*** MATERIAL TO PROCESS ***

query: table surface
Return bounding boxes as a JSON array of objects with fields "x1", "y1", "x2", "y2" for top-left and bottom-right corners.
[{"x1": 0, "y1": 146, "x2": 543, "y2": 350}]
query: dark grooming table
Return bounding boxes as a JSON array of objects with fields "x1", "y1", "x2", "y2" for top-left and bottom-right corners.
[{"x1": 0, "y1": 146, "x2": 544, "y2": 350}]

***

Give every line of the listing above as a JSON list of strings, with one string per line and blank lines omitted.

### TASK RESPONSE:
[
  "query: table surface",
  "Return bounding boxes as a JSON array of objects with fields \"x1\", \"y1\", \"x2\", \"y2\" for top-left and bottom-right corners.",
  "[{\"x1\": 0, \"y1\": 146, \"x2\": 543, \"y2\": 350}]",
  "query: dark grooming table",
  "Return bounding boxes as a JSON array of objects with fields \"x1\", \"y1\", \"x2\", \"y2\" for top-left and bottom-right corners.",
  "[{\"x1\": 0, \"y1\": 146, \"x2\": 544, \"y2\": 350}]"
]